Required task 1:
In the article on a possible Capital One acquisition, what share of the market does Capital One hold?

Passage shown:
In the wake of Bank of America’s $35 billion takeover of MBNA, only a few large companies remain whose main business is marketing and issuing credit cards. Washington Mutual Inc. already agreed to acquire credit card issuer Providian Financial Corp. in a $6.45 billion deal. Will Capital One be taken over next? If the answer proves to be yes, it will have a dramatic impact on collection agencies.
I contend that it is only a matter of time before Capital One is acquired by a larger financial institution. It could take a couple of years, but it will inevitably happen. Capital One’s 7.5% market share, focus on consumer accounts and proven marketing strategy are very attractive additions to larger US banks such as Wachovia, J.P. Morgan Chase and even Citi that are looking to beef up their consumer lending operations, as well as foreign banks such as HSBC looking to expand their position in the US.
Yes, Capital One has been positioning itself to survive as a stand alone, diversifying into conventional banking, auto loans and even overseas consumer lending. Also, some naysayers will point out that a sizable portion of Capital One’s business is in the subprime market, an area that is less attractive to some high profile banks because of its lower credit quality and higher risk of defaults. The odds are stacked against Capital One remaining as a stand-alone because larger institutions can offer even lower rates and easier credit terms, and in a competitive market with thinning margins, the strong will need to combine forces to prevail.
When a sale of Capital One is consummated – and it is really only a matter of time before it is – it will dramatically impact the debt collection industry. We estimate that dozens of collection agencies service Capital One’s various credit card products. For many of these agencies, Capital One comprises a large percentage of their fee income.
At this point, you probably think I am going to tell you that the sale of Capital One will result in a tremendous loss of business for its agency vendors. Typically, when a credit grantor sells, the collection agencies that are servicing the selling entity lose business to the agencies that are servicing the buyer. However, nothing will be typical about the sale of Capital One.
I expect quite the opposite will happen; those agencies servicing Capital One at the time of its sale will actually receive more business. Consider that Capital One has honed its collection practices to a point where it is envied by many larger financial institutions and has even been replicated by some. As a result, Capital One knows how to work with its collection agency vendors to maximize collection efforts. When acquisitions occur, the surviving entity strives to adopt best practices and in this case, Capital One’s collection network should prevail. This will result in a windfall of new placements from the acquiring company to those agencies already proven to Capital One. In addition, by utilizing Capital One’s marketing power and the buyer’s ability to offer more competitive rates, the surviving entity’s market share will increase. The result will be even more business to its collection agencies years after the deal is consummated.

Entries:
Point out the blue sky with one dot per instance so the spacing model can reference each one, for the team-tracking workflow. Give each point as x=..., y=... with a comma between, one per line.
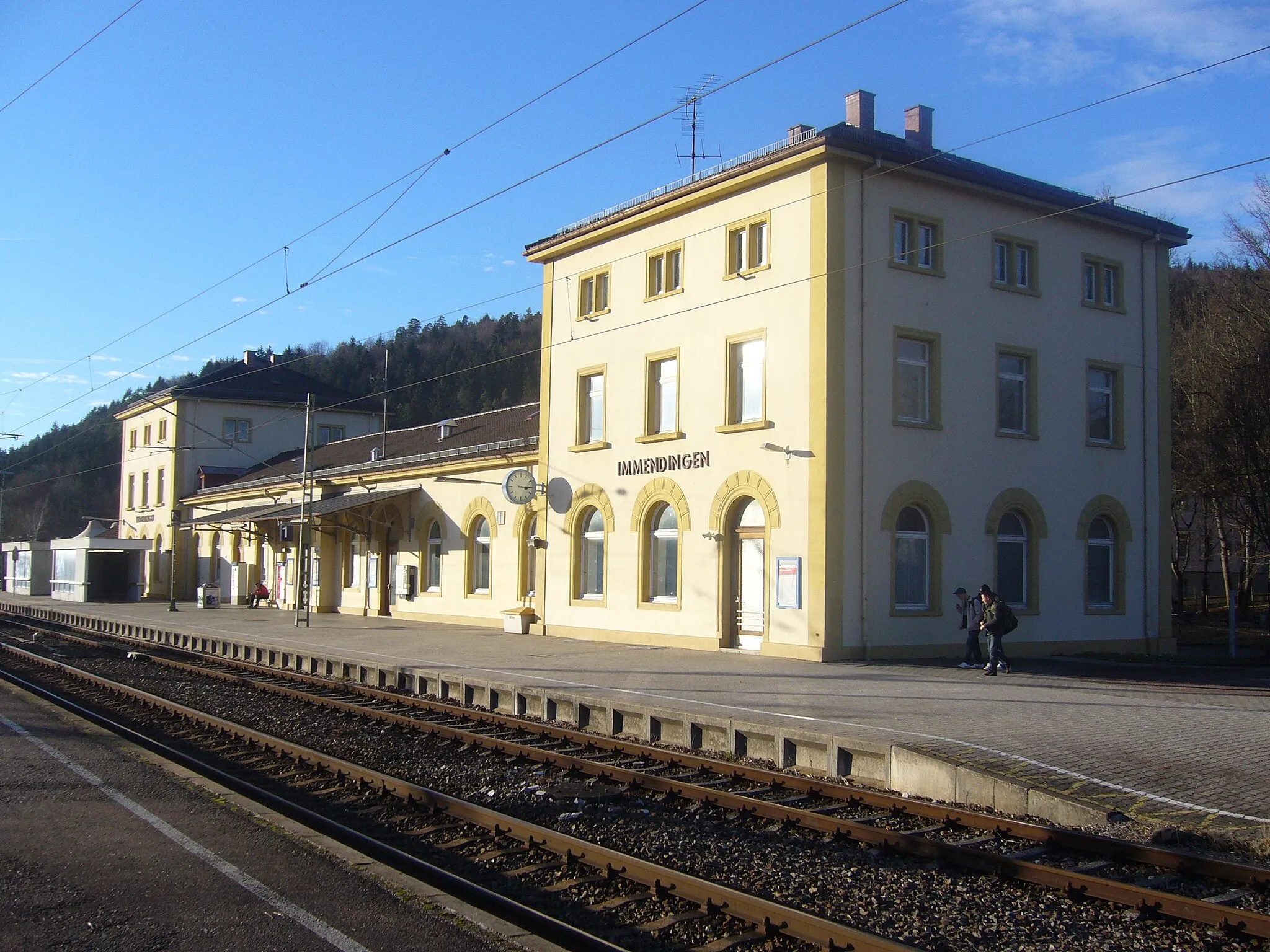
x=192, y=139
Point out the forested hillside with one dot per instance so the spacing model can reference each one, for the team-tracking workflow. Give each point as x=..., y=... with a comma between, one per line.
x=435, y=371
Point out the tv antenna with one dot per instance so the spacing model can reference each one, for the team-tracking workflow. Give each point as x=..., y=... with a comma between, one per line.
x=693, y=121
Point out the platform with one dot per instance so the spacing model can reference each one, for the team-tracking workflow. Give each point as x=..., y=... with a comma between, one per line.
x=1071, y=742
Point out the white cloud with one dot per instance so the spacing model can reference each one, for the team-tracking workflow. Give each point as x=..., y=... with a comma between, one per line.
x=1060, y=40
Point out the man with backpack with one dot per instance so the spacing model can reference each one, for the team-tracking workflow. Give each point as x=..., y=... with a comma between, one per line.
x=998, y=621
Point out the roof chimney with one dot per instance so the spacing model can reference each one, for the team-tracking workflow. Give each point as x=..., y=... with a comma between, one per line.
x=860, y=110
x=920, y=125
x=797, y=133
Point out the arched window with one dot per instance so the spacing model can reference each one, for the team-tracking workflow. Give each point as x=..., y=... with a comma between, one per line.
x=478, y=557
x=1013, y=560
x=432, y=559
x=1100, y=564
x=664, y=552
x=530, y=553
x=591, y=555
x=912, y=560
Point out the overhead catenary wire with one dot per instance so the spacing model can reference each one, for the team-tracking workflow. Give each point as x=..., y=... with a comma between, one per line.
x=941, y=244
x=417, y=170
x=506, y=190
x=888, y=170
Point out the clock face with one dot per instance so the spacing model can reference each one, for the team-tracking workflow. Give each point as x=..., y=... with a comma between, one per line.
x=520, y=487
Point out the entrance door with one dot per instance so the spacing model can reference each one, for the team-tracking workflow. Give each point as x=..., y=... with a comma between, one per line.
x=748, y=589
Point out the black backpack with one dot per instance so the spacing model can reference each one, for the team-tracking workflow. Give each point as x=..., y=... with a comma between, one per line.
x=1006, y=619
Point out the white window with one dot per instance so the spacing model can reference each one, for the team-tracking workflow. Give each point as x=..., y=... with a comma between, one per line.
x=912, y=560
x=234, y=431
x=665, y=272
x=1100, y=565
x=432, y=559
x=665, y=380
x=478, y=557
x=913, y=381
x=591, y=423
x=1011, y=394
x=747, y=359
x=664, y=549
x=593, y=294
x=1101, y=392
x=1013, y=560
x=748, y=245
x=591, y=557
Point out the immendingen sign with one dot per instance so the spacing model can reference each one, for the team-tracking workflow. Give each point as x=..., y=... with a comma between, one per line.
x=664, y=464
==
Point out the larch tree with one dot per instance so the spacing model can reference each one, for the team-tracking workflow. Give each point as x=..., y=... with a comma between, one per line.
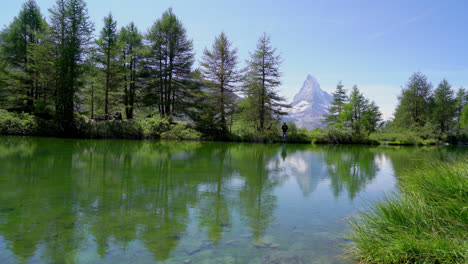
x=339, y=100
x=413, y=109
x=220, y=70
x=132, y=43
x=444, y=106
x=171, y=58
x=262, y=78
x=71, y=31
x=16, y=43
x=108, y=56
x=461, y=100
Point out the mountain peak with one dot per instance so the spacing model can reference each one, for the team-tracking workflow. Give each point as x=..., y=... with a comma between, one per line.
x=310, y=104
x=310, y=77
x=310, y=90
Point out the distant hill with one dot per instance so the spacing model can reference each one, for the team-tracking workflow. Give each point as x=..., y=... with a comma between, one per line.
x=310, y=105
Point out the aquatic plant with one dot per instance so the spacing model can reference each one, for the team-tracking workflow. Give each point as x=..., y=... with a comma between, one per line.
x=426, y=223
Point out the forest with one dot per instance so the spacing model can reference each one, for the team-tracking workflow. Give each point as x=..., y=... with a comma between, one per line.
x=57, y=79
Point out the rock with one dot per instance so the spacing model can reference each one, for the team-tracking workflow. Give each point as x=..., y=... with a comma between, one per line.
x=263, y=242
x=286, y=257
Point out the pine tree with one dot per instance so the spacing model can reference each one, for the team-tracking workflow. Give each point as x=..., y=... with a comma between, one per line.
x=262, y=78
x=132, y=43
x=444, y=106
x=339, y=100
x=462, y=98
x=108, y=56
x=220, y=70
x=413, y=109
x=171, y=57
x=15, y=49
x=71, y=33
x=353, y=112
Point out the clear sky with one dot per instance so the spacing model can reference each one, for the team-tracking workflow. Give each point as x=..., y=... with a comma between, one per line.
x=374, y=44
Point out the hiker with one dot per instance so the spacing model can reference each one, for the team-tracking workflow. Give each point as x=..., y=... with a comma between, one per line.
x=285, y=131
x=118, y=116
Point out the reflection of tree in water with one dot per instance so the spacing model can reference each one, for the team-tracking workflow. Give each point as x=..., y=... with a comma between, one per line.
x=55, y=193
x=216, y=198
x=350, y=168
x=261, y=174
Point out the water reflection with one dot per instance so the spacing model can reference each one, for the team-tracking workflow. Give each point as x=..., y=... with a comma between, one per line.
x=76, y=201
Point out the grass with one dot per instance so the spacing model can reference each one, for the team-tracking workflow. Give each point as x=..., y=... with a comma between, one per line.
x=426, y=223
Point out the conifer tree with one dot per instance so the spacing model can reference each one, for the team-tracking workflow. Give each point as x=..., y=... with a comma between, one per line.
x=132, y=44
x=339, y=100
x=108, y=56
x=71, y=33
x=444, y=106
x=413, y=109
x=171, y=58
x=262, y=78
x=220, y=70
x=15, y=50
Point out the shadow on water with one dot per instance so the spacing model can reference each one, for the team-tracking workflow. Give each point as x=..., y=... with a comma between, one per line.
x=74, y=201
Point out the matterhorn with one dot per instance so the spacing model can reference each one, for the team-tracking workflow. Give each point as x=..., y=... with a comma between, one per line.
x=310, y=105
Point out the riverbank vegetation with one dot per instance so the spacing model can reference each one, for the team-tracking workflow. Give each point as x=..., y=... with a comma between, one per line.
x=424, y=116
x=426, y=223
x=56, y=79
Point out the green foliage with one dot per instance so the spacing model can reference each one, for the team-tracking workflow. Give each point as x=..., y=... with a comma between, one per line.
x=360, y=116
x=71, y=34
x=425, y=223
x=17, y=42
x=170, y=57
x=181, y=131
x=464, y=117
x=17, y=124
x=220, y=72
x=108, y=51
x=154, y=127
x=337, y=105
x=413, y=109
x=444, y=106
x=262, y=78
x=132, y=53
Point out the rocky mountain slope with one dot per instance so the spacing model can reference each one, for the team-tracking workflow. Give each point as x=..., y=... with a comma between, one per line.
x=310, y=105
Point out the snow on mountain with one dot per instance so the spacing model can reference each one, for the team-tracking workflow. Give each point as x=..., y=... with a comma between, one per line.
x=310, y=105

Required task 2:
Present the lines of the records as a numbered list, starting at the line that contains "Point out the distant" and ending at the line that contains "x=353, y=112". Omit any blank lines.

Task response 1:
Capital One holds a 7.5% market share.

Task response 2:
1. Point out the distant hill with one dot per instance so the spacing model can reference each one, for the team-tracking workflow. Give each point as x=..., y=... with a comma between, one per line.
2. x=310, y=105
3. Point out the aquatic plant with one dot per instance so the spacing model can reference each one, for the team-tracking workflow. Give each point as x=..., y=... with a comma between, one per line.
4. x=426, y=223
5. Point out the forest with one dot per instance so the spacing model can reference each one, for the team-tracking workflow. Give each point as x=..., y=... with a comma between, one per line.
6. x=57, y=79
7. Point out the rock with one dot per instance so the spacing model can reference each one, for the team-tracking workflow. Give each point as x=..., y=... with a comma between, one per line.
8. x=263, y=242
9. x=286, y=257
10. Point out the pine tree with one dot per instance so the spacing model can reference each one, for the team-tracking workflow. Give each point as x=..., y=... with a comma between, one per line.
11. x=262, y=78
12. x=132, y=43
13. x=444, y=106
14. x=339, y=100
15. x=462, y=98
16. x=108, y=56
17. x=220, y=70
18. x=413, y=109
19. x=171, y=57
20. x=15, y=49
21. x=71, y=33
22. x=353, y=112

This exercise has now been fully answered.